--- EXTRACTED RECORDS Enclosed Below ---

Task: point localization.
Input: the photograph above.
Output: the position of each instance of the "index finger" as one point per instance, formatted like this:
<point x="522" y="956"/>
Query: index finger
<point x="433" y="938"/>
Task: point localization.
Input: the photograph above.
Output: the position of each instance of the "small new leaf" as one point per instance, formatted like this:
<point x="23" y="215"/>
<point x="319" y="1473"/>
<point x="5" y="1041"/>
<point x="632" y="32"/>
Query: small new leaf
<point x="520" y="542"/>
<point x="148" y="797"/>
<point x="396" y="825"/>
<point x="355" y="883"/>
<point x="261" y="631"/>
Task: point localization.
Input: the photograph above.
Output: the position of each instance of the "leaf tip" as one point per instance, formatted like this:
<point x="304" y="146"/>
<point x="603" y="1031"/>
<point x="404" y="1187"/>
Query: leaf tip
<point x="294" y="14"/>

--- End of Enclosed EXTRACTED RECORDS ---

WHAT TO WORK ON - Write the data out once more. Keep every word the same.

ANSWER BELOW -
Task: point localization.
Input: the photograph above.
Output: the position of each instance of the "index finger" as one point per instance, formatted like this:
<point x="522" y="956"/>
Query: index finger
<point x="433" y="938"/>
Task: point localization.
Input: the photograph above.
Output: the position of each instance of the "small new leaf" as one point per instance, formatted like this:
<point x="23" y="215"/>
<point x="319" y="1473"/>
<point x="5" y="1041"/>
<point x="632" y="32"/>
Query: small new leaf
<point x="520" y="542"/>
<point x="148" y="797"/>
<point x="396" y="825"/>
<point x="355" y="883"/>
<point x="261" y="631"/>
Task: point localization.
Input: the photograph above.
Output: the position of each instance of the "leaf tip" as one point per instance, formatted like this:
<point x="304" y="146"/>
<point x="603" y="1031"/>
<point x="404" y="1187"/>
Query: leaf tip
<point x="294" y="14"/>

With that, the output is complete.